■ **Фрагмент документа**

※

Днем позже «Уорлд» сообщила в статье, появившейся без подписи: «Если убийца Хейзел Дрю избежит наказания за свое зверское преступление, граждане округа Ренсселер будут винить власти в бездействии. К сожалению, именно оперативности и тщательности не хватало властям Троя, чтобы разгадать эту тайну». О’Брайен был назван «чрезмерно осторожным» за то, что не смог «сразу нарушить упорное молчание родственников и друзей жертвы».
Однажды Клеменс высмеял О’Брайена как «политика стоимостью 100 тысяч долларов, крупного, высокого, впечатляющего, носящего козлиную бородку, предпочитающего военную выправку и курящего сигареты». О’Брайен возразил: «Хотел бы я, чтобы у меня было эти 100 тысяч долларов. У меня никогда не было козлиной бородки, и я не знаю, хочу ли я ее. Что касается сигарет, то я ими не пользуюсь. Сигара для меня достаточно хороша, и я курю ее не очень часто».
Вспоминая предыдущую встречу с Клеменсом в офисе, О’Брайен утверждал, что газетчик «хотел переспать с одеждой девушки, но я ему не позволил. Ему разрешили посмотреть одежду, и ему пришлось спрашивать мою стенографистку, как называется каждая вещь».
Еще одна острая статья, появившаяся в выпуске газеты от 20 июля – опять же без подписи, – утверждала, что О’Брайен попросил неназванного корреспондента из «Уорлд» «скрыть полученную информацию, потому что… огласка может разрушить то, что обещает прояснить тайну убийства этой девушки. Эта информация была получена в результате расследования секретных дружеских отношений Хейзел за последний год». Далее в статье говорилось, что для отвлечения детективов от настоящего преступника фабриковались фальшивые улики.
Несколько дней спустя, когда среди вещей Хейзел была найдена фотография молодого человека, позже идентифицированного как Ф. В. Шлаффлин, Клеменс решительно намекнул, что запутавшееся следствие, возможно, стремится к быстрому завершению дела: «Это описание точно соответствует дешевой фотографии неизвестного мужчины, найденной детективами сегодня в вещах Хейзел. Когда они обыскивали сундук раньше, фотографии там не было, и мне кажется, что она подброшена».

※

■ **Исходные данные**
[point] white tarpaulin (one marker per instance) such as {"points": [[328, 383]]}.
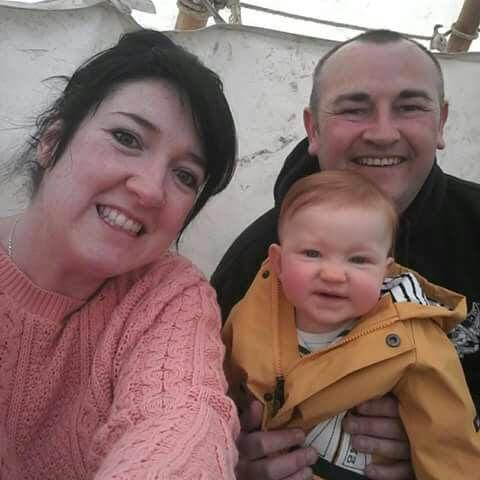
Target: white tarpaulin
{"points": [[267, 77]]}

※

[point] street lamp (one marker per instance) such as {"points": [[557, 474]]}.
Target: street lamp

※

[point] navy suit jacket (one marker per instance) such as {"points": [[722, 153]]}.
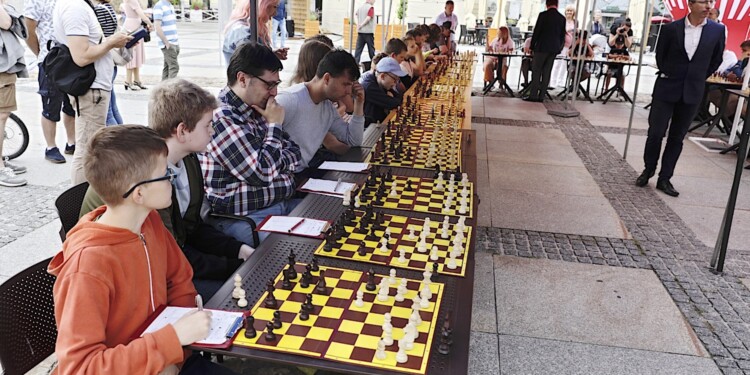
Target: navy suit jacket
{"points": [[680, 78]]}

※

■ **Задания**
A - Выпишите без изменений отрывок из текста о деле Хейзел Дрю, который начинается словами «Вспоминая предыдущую встречу» и заканчивается словами «фабриковались фальшивые улики.».
B - Продолжите текст о расследовании убийства Хейзел Дрю, начиная сразу после его последнего предложения.

■ **Ответы**
A -
Вспоминая предыдущую встречу с Клеменсом в офисе, О’Брайен утверждал, что газетчик «хотел переспать с одеждой девушки, но я ему не позволил. Ему разрешили посмотреть одежду, и ему пришлось спрашивать мою стенографистку, как называется каждая вещь».
Еще одна острая статья, появившаяся в выпуске газеты от 20 июля – опять же без подписи, – утверждала, что О’Брайен попросил неназванного корреспондента из «Уорлд» «скрыть полученную информацию, потому что… огласка может разрушить то, что обещает прояснить тайну убийства этой девушки. Эта информация была получена в результате расследования секретных дружеских отношений Хейзел за последний год». Далее в статье говорилось, что для отвлечения детективов от настоящего преступника фабриковались фальшивые улики.

B -
Одну из самых крупных оплошностей Клеменс допустил, утверждая, что убийца сбежал с двумя драгоценными браслетами Хейзел из чистого золота, подарками от давно умершей тети, без которых она никуда не выходила.
«Всем ростовщикам: арестуйте человека, который попытается заложить один или пару тяжелых браслетов из цельного чеканного золота с прикрепленной к ним маленькой цепочкой. Они были украдены с тела Хейзел Дрю, убитой близ Троя, штат Нью-Йорк, 7 июля», – начал Клеменс свой отчет от 22 июля для «Трайс-э-уик». Из своего разговора с Амелией Хантли он привел такие ее слова: «Я была поражена глупостью полиции, не обратившей внимания на золотые браслеты, которые носила Хейзел. Я никогда не видела ее без одного из них или обоих».
На самом деле ни один из браслетов не пропал: у Минни Тейлор, тети Хейзел, хранился один, другой лежал в сундуке Хейзел.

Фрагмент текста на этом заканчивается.